---- Text passage

More Than Honey
When I tell people that they should purchase foods from the farmer at the farmer’s market, or from a friend who farms, sometimes I get the argument “we all can’t eat local foods, there just aren’t enough local farmers to feed everyone.” Of course, this is true, but it is also beside the point. I am not arguing for ‘everyone’ to buy local, and it certainly would not work if, suddenly, we all had to get our food from local farmers. Nothing like that is about to happen, though, and I am only recommending that MY readers buy local foods.
When you put your money into your local economy it acts like fertilizer for that local economy. Buying from your friends will keep your friends farming. Lots of farmers would like to grow foods that we all want to eat, but with so many people buying their foods trucked and shipped from around the world, at subsidized prices, it’s no wonder they don’t buck that system. There are enough local farmers in the Kansas City farmer’s markets to keep me stocked up in fresh, wholesome meats and vegetables in season to keep my larder packed. There are also enough for you in your local market.
Buying foods from around the world is a risky business. In China they produce ‘honey’, and since Chinese ‘honey’ is adulterated with dangerous pesticides. China is restricted from selling honey into the US market because it was dumping it on us at low prices, so there is a high tariff on it. To get around this, the Chinese sell their honey to places like Malaysia, where it is then called Malaysian honey and then sold to us. Some of this Chinese ‘honey’ isn’t really even honey, but is syrup with a trace of honey for flavor. Catching the Chinese at this game is the job of a small government lab, and their job is difficult to accomplish. Today in the NYT
Around 2006, unscrupulous importers appeared to be cutting honey with high-fructose rice syrup or disguising cheap, pure honey as an artificial blend. (At the time, the import duty applied to artificial blends that were more than 50 percent honey by weight.)

--------

» Parts of the exercise
**a.** In the More Than Honey text, change "argument" to "objection" and give the passage starting with "More Than Honey" and going on through "buy local foods.".
**b.** Recast the paragraph of the More Than Honey text that begins "When you put your money" as a bulleted list of its main facts.
**c.** Please resume the More Than Honey text right after its final sentence.

---- Listed records

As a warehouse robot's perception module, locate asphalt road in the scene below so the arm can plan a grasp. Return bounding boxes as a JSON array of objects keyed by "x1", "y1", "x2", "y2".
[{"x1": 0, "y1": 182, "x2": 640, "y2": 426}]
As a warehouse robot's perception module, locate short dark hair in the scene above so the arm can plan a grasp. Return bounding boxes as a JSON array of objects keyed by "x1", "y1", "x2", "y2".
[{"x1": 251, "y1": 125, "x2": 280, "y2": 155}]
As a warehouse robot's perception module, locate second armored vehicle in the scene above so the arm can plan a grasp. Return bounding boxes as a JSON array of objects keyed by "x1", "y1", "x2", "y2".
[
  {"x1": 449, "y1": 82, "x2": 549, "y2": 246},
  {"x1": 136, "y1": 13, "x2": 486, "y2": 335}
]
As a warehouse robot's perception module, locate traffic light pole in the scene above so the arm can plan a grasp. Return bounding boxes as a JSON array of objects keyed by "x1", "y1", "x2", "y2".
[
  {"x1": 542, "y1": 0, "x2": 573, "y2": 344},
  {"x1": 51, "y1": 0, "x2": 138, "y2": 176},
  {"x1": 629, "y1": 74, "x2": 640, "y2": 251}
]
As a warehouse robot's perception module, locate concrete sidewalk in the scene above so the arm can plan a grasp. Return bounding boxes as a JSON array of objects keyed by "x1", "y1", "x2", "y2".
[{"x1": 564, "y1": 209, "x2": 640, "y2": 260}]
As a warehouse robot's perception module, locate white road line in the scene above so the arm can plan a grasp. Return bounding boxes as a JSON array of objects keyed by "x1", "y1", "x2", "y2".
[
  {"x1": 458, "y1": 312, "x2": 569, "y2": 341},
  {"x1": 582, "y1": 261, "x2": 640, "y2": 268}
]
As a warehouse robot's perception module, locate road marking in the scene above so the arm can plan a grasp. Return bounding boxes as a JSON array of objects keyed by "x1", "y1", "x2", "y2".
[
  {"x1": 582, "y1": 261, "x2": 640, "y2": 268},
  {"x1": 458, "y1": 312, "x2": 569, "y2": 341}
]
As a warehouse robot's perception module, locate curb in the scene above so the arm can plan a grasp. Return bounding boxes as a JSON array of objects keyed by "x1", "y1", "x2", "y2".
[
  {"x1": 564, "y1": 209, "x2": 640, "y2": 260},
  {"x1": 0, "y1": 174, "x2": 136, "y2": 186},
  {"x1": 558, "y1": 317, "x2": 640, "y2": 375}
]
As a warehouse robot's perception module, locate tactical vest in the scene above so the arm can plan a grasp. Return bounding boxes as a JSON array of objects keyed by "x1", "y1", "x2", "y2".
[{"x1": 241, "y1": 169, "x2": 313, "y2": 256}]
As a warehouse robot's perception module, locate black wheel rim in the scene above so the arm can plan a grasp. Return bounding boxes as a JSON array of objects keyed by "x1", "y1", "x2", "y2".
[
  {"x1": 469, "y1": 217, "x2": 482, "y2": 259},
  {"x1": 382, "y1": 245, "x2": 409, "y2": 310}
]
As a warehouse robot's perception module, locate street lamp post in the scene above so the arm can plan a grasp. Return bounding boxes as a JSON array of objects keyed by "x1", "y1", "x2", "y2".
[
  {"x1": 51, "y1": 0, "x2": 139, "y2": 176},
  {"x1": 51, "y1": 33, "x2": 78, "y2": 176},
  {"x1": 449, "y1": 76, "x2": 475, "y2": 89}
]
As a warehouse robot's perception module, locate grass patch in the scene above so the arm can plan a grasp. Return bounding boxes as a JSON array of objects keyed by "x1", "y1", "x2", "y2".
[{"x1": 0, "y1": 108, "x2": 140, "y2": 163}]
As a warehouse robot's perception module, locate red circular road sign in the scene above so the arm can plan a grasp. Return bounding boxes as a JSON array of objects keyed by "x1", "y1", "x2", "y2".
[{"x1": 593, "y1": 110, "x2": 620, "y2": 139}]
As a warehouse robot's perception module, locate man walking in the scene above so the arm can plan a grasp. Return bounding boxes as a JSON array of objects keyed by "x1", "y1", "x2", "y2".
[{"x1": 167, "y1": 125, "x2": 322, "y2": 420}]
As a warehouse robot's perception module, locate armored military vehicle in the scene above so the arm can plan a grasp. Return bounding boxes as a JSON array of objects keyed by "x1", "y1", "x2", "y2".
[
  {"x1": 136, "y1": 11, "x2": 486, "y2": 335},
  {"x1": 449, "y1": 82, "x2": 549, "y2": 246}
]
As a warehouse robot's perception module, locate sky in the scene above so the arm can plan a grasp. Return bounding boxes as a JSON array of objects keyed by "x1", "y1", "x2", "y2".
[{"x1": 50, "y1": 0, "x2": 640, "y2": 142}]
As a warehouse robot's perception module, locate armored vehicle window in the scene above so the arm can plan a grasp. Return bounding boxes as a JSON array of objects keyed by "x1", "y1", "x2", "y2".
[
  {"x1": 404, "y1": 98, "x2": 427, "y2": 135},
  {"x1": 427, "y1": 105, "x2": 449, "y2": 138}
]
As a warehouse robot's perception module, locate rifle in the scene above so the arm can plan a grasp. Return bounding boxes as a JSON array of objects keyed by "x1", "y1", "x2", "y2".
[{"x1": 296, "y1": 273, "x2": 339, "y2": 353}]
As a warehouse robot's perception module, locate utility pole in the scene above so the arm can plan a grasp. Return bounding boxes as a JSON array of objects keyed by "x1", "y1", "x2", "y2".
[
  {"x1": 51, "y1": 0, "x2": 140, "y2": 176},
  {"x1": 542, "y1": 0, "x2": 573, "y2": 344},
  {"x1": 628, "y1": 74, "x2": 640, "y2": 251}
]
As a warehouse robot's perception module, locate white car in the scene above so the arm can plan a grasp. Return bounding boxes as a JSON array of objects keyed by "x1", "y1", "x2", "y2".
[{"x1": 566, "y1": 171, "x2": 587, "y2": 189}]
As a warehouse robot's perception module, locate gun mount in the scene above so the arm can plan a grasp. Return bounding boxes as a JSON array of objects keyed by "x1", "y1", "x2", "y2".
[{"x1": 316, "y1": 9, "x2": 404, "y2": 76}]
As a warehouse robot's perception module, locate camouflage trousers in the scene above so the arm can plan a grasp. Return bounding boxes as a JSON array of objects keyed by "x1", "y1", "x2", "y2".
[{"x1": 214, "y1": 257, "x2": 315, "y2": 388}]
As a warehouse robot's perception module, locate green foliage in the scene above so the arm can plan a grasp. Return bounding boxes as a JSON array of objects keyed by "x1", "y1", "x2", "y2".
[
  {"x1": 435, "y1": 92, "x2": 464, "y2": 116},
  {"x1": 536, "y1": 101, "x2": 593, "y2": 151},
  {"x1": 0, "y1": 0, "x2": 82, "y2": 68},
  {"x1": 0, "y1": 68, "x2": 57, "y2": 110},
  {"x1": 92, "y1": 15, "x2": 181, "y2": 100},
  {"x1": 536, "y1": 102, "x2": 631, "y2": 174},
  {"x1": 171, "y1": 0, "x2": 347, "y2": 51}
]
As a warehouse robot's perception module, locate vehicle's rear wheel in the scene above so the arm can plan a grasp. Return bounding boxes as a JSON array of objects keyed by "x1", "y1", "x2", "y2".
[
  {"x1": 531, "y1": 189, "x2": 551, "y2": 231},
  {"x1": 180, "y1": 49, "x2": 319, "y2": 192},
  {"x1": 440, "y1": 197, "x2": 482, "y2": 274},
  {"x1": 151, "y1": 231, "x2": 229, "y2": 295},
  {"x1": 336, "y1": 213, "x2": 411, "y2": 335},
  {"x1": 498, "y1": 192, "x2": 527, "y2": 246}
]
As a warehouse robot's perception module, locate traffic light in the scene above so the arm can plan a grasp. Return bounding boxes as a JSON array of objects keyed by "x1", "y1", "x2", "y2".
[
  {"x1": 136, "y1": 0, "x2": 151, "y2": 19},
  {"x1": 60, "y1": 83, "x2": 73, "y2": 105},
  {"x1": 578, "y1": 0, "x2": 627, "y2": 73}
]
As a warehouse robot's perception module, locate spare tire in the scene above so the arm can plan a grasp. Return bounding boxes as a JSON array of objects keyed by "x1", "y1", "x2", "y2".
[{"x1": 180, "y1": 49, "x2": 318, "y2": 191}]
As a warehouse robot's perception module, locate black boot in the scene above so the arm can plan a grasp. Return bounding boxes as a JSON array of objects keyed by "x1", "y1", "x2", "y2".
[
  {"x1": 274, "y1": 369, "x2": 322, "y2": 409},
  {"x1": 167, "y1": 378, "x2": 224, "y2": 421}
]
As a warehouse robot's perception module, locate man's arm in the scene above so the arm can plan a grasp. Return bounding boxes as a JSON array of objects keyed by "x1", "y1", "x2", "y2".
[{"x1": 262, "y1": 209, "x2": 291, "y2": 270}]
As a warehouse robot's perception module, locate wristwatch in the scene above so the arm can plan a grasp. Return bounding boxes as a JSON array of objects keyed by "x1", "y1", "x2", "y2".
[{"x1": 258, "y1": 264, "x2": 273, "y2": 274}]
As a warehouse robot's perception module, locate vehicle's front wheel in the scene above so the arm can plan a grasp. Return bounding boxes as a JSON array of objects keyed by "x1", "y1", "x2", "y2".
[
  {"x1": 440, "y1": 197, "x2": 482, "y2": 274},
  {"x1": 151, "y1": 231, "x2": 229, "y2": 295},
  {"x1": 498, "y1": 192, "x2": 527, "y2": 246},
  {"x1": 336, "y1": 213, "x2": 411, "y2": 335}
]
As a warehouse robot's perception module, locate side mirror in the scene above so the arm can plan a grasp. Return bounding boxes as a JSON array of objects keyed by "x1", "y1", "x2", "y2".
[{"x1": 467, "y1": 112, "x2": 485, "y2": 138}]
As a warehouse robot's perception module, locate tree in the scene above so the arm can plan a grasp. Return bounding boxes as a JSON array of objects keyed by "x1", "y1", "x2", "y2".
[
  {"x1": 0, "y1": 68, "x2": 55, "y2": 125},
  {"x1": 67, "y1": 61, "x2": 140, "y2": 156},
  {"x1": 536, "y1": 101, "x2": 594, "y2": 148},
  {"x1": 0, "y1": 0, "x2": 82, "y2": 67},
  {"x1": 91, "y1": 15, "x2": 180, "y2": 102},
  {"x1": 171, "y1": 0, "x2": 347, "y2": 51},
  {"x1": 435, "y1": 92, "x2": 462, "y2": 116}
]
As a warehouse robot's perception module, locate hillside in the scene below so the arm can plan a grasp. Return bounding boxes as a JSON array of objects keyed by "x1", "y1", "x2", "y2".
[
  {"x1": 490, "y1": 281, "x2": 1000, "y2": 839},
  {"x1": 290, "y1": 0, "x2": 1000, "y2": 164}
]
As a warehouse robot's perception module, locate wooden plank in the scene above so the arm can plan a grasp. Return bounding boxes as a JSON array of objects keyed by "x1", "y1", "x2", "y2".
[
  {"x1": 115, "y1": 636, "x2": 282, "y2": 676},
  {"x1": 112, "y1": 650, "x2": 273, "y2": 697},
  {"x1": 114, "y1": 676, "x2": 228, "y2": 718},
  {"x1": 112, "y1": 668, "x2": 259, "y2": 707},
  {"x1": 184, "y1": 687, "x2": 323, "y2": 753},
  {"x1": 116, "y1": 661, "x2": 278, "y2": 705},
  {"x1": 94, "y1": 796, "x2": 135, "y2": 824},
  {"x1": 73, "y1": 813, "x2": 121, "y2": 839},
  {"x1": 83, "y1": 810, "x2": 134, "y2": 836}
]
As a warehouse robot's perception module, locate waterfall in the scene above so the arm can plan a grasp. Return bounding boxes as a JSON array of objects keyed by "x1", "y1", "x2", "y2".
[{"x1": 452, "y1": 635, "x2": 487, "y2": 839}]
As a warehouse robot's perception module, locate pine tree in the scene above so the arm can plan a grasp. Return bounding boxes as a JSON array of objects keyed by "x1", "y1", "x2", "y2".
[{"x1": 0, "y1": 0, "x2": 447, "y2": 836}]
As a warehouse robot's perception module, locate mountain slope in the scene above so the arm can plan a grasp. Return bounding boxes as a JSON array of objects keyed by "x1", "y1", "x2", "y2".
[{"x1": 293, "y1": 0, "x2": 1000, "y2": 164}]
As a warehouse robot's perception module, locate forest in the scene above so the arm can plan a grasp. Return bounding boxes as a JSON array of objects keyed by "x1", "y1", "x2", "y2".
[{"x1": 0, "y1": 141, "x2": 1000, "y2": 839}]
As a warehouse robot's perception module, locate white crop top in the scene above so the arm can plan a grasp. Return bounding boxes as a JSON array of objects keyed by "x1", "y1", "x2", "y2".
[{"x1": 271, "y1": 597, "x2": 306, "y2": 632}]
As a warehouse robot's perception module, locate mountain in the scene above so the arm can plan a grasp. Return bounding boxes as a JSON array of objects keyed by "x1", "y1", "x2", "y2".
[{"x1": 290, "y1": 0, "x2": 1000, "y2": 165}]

--------

» Answers by task
**a.**
More Than Honey
When I tell people that they should purchase foods from the farmer at the farmer’s market, or from a friend who farms, sometimes I get the objection “we all can’t eat local foods, there just aren’t enough local farmers to feed everyone.” Of course, this is true, but it is also beside the point. I am not arguing for ‘everyone’ to buy local, and it certainly would not work if, suddenly, we all had to get our food from local farmers. Nothing like that is about to happen, though, and I am only recommending that MY readers buy local foods.

**b.**
- Money spent locally acts like fertilizer for the local economy.
- Buying from farmer friends keeps them farming.
- Many farmers would like to grow foods people want to eat. Because so many people buy foods trucked and shipped from around the world at subsidized prices, they don't buck that system.
- The Kansas City farmer's markets have enough local farmers to keep the writer stocked with fresh, wholesome meats and vegetables in season.
- Your local market also has enough farmers for you.

**c.**
In 2011, the government accused three companies of importing millions of dollars’ worth of rice fructose blend that in fact was mostly taxable honey. The importers said the product was less than 50 percent honey.
I had heard about this before, that most of the honey that is on store shelves is actually honey from China, that has been snuck into this country to avoid paying duties, and to avoid close scrutiny by the government for safety. Think about the waste of energy to purchase honey from China, that has been freighted literally half way around the world to avoid a few cents per sale of taxes. Honey is not so expensive that it would be worth it to purchase honey from a local apiary, where they actually harvest honey from their bees. You know for sure that this honey is pure honey and not just rice syrup and honey blend, or honey that is full of pesticides that are banned in the US.
Lots of foods are this way. You have no idea what the chemicals are in your processed foods. You just trust that some branch of the government has tested them. Well, the government doesn’t test artificial ingredients in your foods, they count on the makers of those ingredients to do the testing, and then our government takes their word for it. Only when something makes people sick right away will they pull an ingredient off the shelf.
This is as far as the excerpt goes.